EXERCISE OBJECTIVE: Please copy out the part of the material that opens with the line containing "task | indicate the sandy" and runs through the end of the material, both ends included. Leave the pictures out of your answer.

Named object pointing entries:
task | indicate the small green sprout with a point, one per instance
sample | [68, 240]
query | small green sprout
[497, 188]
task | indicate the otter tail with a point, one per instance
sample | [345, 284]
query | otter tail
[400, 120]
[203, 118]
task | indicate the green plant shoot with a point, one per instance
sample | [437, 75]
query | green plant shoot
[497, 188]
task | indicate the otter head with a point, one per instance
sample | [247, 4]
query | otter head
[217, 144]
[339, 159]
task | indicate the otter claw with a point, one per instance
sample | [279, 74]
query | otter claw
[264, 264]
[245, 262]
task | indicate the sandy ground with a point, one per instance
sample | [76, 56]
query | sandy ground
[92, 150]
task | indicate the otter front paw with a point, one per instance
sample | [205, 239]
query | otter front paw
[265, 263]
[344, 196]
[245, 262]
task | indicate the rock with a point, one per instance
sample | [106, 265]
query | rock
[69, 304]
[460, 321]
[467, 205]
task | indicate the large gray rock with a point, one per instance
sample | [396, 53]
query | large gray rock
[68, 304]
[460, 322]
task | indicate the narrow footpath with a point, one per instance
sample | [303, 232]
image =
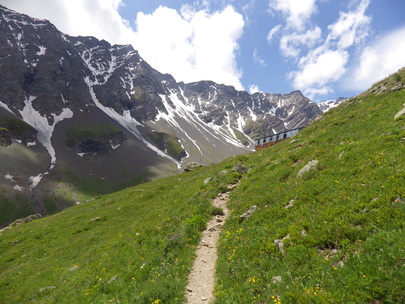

RESPONSE TO THE EXERCISE:
task | indicate the sandy ground with a point, one per instance
sample | [76, 56]
query | sandy ground
[92, 150]
task | indicate the otter front paw with a point, one per instance
sample | [205, 239]
query | otter front paw
[265, 263]
[344, 196]
[245, 262]
task | indicate the rock with a point, one per instance
sample | [106, 265]
query | rock
[69, 304]
[460, 321]
[467, 205]
task | indicate the large gray rock with a point, one per instance
sample | [396, 53]
query | large gray rock
[68, 304]
[460, 322]
task | indicate the narrow footpath with a point, one per instance
sample | [303, 232]
image =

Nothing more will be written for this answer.